** Start Input data **

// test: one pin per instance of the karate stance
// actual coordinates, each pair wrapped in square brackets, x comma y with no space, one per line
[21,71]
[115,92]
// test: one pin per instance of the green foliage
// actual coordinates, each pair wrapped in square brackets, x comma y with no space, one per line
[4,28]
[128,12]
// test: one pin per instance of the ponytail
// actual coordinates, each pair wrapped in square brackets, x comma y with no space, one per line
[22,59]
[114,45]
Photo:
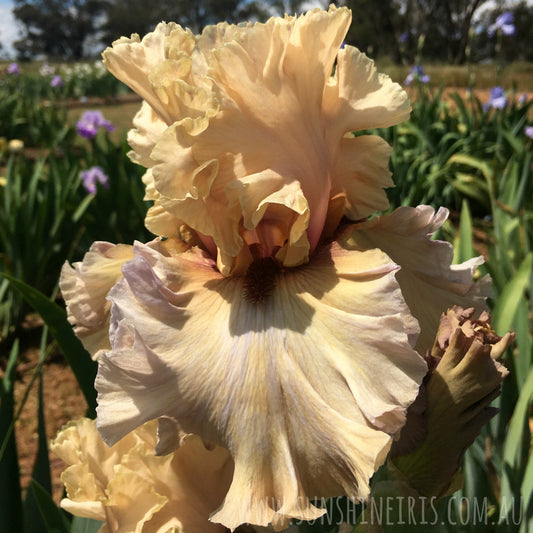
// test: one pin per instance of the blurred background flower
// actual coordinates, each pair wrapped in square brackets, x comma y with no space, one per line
[90,122]
[497,99]
[93,176]
[504,24]
[418,74]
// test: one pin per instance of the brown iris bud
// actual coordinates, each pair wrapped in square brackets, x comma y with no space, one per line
[453,405]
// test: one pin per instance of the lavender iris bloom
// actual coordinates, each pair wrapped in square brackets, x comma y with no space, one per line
[91,177]
[417,73]
[497,99]
[504,23]
[13,68]
[57,81]
[90,122]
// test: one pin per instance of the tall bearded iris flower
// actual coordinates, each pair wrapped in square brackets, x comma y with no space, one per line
[268,317]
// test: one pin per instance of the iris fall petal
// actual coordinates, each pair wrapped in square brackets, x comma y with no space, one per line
[286,384]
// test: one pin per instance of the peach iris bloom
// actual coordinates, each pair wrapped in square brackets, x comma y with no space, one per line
[269,317]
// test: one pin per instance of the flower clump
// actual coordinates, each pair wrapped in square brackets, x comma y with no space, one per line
[504,24]
[91,177]
[497,99]
[418,74]
[90,122]
[271,316]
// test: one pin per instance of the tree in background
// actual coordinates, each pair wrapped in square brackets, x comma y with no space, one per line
[124,17]
[56,28]
[392,28]
[445,24]
[375,27]
[509,48]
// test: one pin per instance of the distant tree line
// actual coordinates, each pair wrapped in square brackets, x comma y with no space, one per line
[399,29]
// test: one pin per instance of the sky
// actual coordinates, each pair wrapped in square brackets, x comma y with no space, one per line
[9,30]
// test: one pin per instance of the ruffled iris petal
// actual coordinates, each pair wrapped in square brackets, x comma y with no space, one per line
[252,111]
[430,283]
[130,489]
[84,287]
[288,385]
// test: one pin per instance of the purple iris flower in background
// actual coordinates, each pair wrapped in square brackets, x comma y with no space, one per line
[91,177]
[504,23]
[417,73]
[13,68]
[497,99]
[90,122]
[57,81]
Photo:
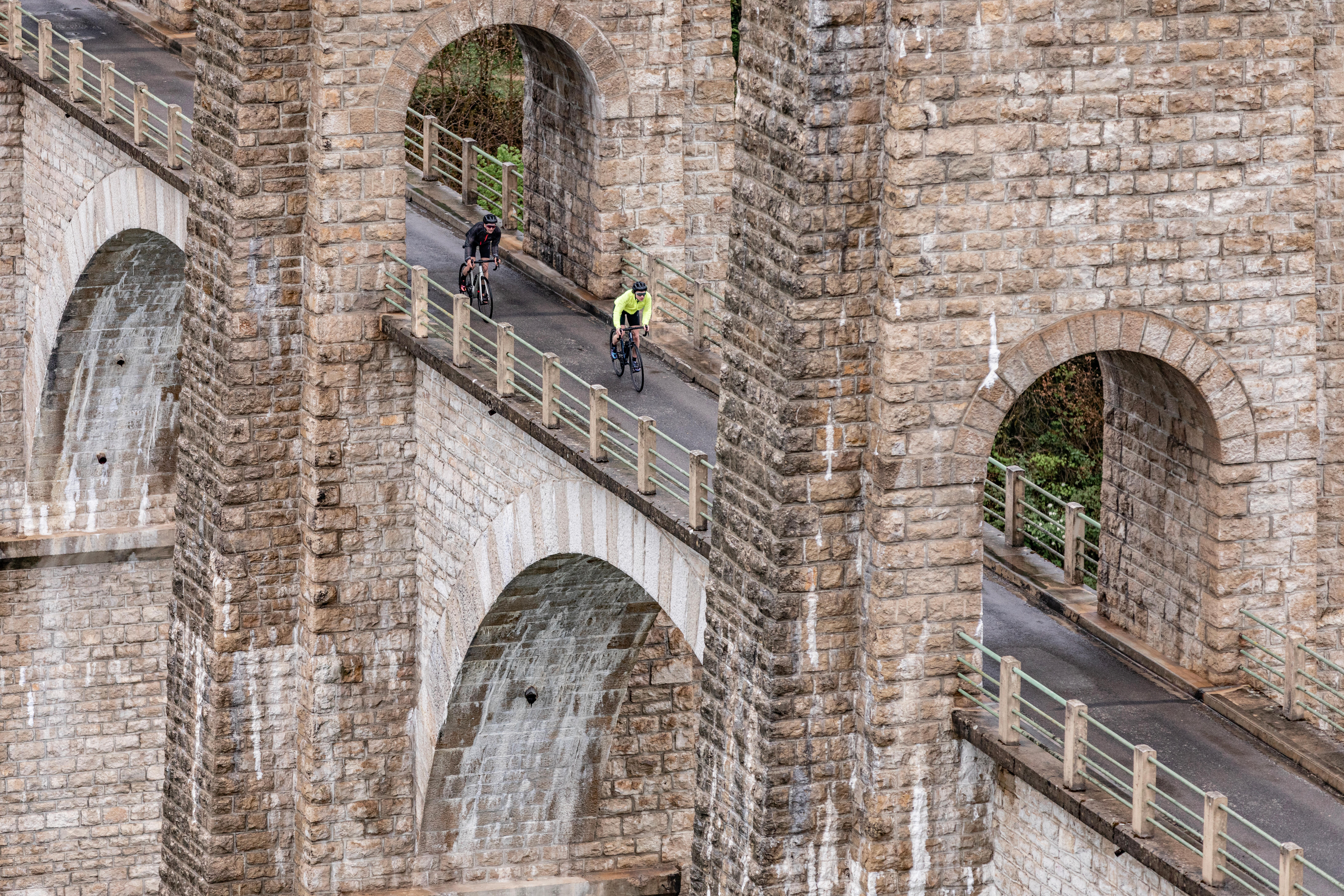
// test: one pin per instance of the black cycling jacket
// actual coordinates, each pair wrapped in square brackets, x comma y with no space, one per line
[478,238]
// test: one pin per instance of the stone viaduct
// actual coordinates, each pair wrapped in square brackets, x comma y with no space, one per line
[279,577]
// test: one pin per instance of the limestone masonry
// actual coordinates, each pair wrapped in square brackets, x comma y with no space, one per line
[276,588]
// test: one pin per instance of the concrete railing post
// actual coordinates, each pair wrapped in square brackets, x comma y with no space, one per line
[76,85]
[14,30]
[503,361]
[1015,492]
[699,316]
[107,99]
[699,490]
[140,113]
[1295,659]
[45,49]
[462,317]
[1010,700]
[429,147]
[597,424]
[420,301]
[509,221]
[1215,837]
[1146,780]
[468,171]
[174,136]
[550,377]
[1074,530]
[1076,745]
[646,445]
[1289,870]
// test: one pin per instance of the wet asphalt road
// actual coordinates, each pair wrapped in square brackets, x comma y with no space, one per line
[1191,739]
[683,410]
[108,37]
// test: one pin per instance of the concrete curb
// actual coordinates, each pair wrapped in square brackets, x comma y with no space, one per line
[1312,750]
[455,216]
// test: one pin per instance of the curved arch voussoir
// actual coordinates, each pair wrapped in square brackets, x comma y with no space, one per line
[1111,331]
[463,17]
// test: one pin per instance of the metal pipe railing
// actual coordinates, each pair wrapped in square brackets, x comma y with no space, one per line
[1159,798]
[480,178]
[1292,666]
[1054,529]
[691,307]
[526,373]
[64,61]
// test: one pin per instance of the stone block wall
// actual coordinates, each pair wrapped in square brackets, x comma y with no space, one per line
[1113,156]
[491,503]
[84,674]
[596,774]
[105,451]
[1041,848]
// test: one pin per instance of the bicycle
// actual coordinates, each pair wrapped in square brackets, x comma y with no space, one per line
[479,289]
[628,352]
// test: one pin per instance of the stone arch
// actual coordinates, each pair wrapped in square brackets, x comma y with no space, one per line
[572,518]
[463,17]
[599,165]
[130,198]
[1185,502]
[1115,331]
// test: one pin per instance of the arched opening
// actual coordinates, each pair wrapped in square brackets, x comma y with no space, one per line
[468,87]
[104,452]
[570,735]
[1185,515]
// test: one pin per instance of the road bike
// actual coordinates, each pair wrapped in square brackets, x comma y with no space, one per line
[628,355]
[479,289]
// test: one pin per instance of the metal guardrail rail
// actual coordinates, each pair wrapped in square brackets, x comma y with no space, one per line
[1030,516]
[479,178]
[525,373]
[1293,670]
[678,299]
[119,99]
[1229,845]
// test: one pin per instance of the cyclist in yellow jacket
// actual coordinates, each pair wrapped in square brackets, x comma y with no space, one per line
[632,309]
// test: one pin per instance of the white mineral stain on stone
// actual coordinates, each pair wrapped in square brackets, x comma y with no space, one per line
[992,377]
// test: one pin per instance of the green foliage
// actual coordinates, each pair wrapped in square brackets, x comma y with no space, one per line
[475,87]
[1056,433]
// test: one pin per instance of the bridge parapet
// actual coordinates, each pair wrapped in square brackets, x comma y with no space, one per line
[671,483]
[120,103]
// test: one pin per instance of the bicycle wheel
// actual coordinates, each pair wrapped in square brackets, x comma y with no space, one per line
[487,300]
[636,369]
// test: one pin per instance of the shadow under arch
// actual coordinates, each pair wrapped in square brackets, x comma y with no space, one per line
[127,199]
[104,453]
[576,91]
[541,749]
[1181,451]
[554,518]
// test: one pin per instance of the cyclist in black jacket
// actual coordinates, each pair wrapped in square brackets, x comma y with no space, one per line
[483,237]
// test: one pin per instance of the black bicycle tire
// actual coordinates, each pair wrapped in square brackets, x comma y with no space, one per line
[636,371]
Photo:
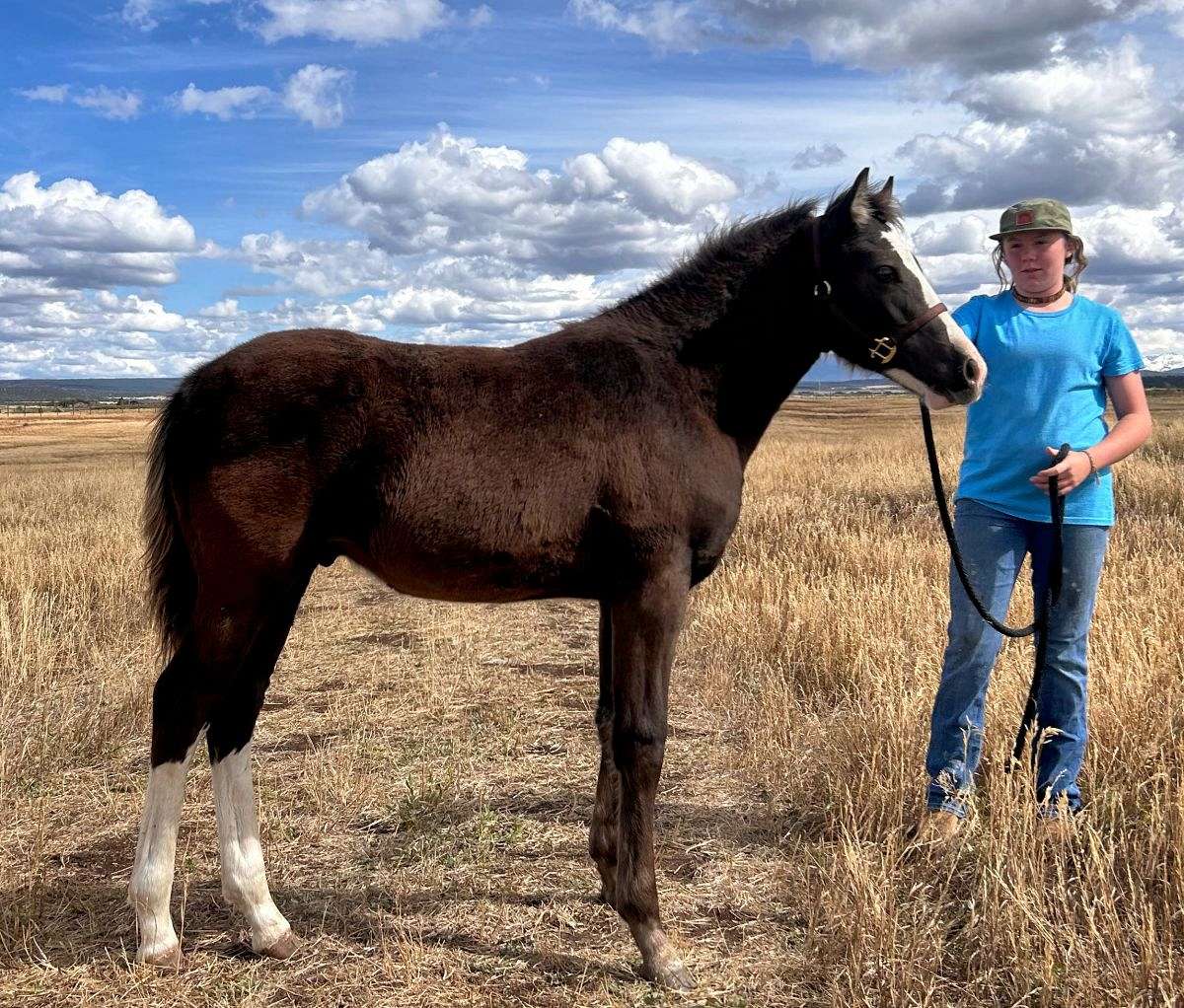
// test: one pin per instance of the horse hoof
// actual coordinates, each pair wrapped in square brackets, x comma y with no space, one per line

** End Input data **

#### Goal:
Transcribe the listing in full. Omit the pictures and keep every line exact.

#### Written solution:
// test: one pin per instance of the karate stance
// actual coordinates, each pair wrapped in square brackets, x comma y with no space, one per line
[21,71]
[115,92]
// test: one pin per instance of the green foliage
// actual coordinates, each pair wrapped in square brackets, x comma y with no space, one per line
[4,28]
[128,12]
// test: one pin per instance of the ponytail
// actual coordinates, each pair wrapped in square brackets, x comma y with no space, one per line
[22,59]
[114,45]
Photo:
// test: one pin per instance of the blurred background flower
// actual coordinates, each pair wrapped in square brackets, x comma y with no space, one per line
[90,122]
[497,99]
[93,176]
[504,24]
[418,74]
// test: one pin per instance of the brown iris bud
// actual coordinates, each pair wrapped in square brackets, x comma y with no space, one per line
[453,405]
// test: one pin per instance of the lavender iris bloom
// actual coordinates, each pair wrapped in square brackets, x comma y with no space, one per line
[91,177]
[417,73]
[497,99]
[504,23]
[13,68]
[57,81]
[90,122]
// test: one pin per instance of the tall bearded iris flower
// actual coordinates, each pair wrapped in square brackets, x comma y with no space, one per line
[268,317]
// test: one pin per instance of the iris fall petal
// actual coordinates, each pair wrapped in square brackets, x comma y with no space, one per line
[286,384]
// test: one pin per instance of the peach iris bloom
// actual coordinates, each pair wrapped in square brackets, x comma y with no space, one per line
[269,317]
// test: one pin per instance of the flower clump
// actual coordinates, each pair wrapped in square brackets, x comma y with no space, one per line
[504,24]
[91,177]
[497,99]
[418,74]
[90,122]
[271,316]
// test: one pin per instance of the tree in background
// actual coordinates, each pair wrapped in square brackets, x comma y with no space, one per line
[124,17]
[56,28]
[392,28]
[445,24]
[375,27]
[509,48]
// test: one pin per instance of the distant tree line
// actual coordinates, each pair wrapped in square brackets, x comma y with no space, one per line
[399,29]
// test: one pin per instance of the sky
// actual coordinates, each pair wrapped in square brackets, x comma y with no space, one per line
[9,30]
// test: one pin per instance of the ruffled iris petal
// actual coordinates, each pair wrapped in square brackets, x comma y with no space, one per line
[252,111]
[430,283]
[130,489]
[84,287]
[288,385]
// test: one pin per instance of the purple iris flower in background
// actual coordinates, each pair wrapped in square brackets, x comma y with no space, one per line
[91,177]
[504,23]
[417,73]
[13,68]
[497,99]
[90,122]
[57,81]
Photo:
// test: one pin per instance of the black cycling jacket
// actual coordinates, each pair wrapped in square brackets, x comma y with no space, one per line
[478,238]
// test: one pin per instance of the stone viaduct
// actual coordinates, each pair wrapped in square brackets, x comma y with no space, one per line
[279,577]
// test: one pin per instance of the limestone masonry
// actual coordinates, each pair wrapped in square brackets, x comma y with no space, one per line
[276,588]
// test: one pin per instance of the concrete railing post
// actual coordinates, each pair wrapped in square brackets, x comma y with no space, one per line
[76,85]
[14,30]
[503,361]
[1015,492]
[699,316]
[107,99]
[699,490]
[140,113]
[1295,659]
[45,49]
[462,317]
[1010,700]
[429,147]
[597,424]
[420,301]
[509,221]
[1215,837]
[1146,780]
[468,171]
[174,136]
[550,377]
[1074,530]
[1076,745]
[646,445]
[1289,870]
// test: one pin per instance of the wet asphalt road
// actual coordinates, each pair wrapped in square brackets, x comma y with no space, one per line
[1191,739]
[683,410]
[108,37]
// test: one pin per instance of the concrete curb
// actual coordinates, each pair wrapped in square brackets, x comma y with no space, one per line
[1312,750]
[455,216]
// test: one pin per instance of the curved arch voussoir
// actual coordinates, each pair wrapped in square brackets, x comma y with no space, one per line
[1111,331]
[463,17]
// test: one pin per instance of the metal pipe railing
// actual coordinates, each pair wrapped in square brackets, x comma y with no space, one per line
[1159,798]
[480,178]
[1292,666]
[1054,529]
[691,307]
[526,373]
[64,61]
// test: one pin per instance of the stone block wall
// actual coordinates, each pair wrapped in square brackets, x comma y with no space, one per line
[1113,156]
[491,503]
[84,674]
[596,774]
[105,451]
[1041,848]
// test: one pin per instance of the bicycle
// actual coordinates, each pair wrapped in square brackets, x comma y with no space, one per line
[479,289]
[628,352]
// test: one pin per instance of the stone arch
// actual coordinates, each pair wrapped in square brackets, x comma y with no space, one per line
[572,518]
[463,17]
[599,165]
[130,198]
[1185,502]
[1115,331]
// test: one pin per instance of the arched opening
// actual coordinates, each pair wrapped in square brackets, x comma y with no space, one per line
[468,87]
[104,452]
[570,735]
[1185,515]
// test: one pin per instance of the road bike
// actual coordinates, each pair wrapped in square brackets, x comma y with no space, one per line
[628,355]
[479,289]
// test: one pin per instance of the metal guardrail rail
// actual coordinates, each pair wrapped in square brackets, x comma y with no space, one per line
[1030,516]
[479,178]
[525,373]
[1293,670]
[678,299]
[119,99]
[1229,845]
// test: one pin per instance of the cyclist in yellow jacket
// actual coordinates, each pair wrapped in square brackets, x comma y with no space, one per line
[632,309]
// test: one pin per instance of the white mineral stain on stone
// actual coordinates, each pair wrapped in square brackets, x comma y with no space, one per line
[992,377]
// test: one pin per instance of the green foliage
// actual coordinates, each pair wrapped in square brackets, x comma y with no space, one per line
[475,87]
[1056,433]
// test: one pin per instance of the bridge parapet
// actual coordinates, each pair wrapped in square brackets, x comma y with no space, one per line
[671,483]
[120,103]
// test: one pin per instance of the bicycle wheel
// actual coordinates, each pair wrapped in square brackets, x comma y with no space, one per line
[487,300]
[636,369]
// test: one pin per instance of the shadow under arch
// actual coordinates, each pair wrapped in square brackets, x comma y with no space, one per line
[127,199]
[104,453]
[576,91]
[541,749]
[1181,451]
[554,518]
// test: one pin per instance of the cyclist in black jacket
// actual coordinates, each pair wrapped in square brackets, x comma y with no space, one per line
[483,237]
// test: one pin per instance of the black bicycle tire
// actual coordinates, each pair wrapped in square brackets, x comma y with no space, one per line
[636,371]
Photo:
// test: one pin per instance of the horse hoof
// actual coordinates, each pair wrapped in square brackets, x comma y with no space, one per line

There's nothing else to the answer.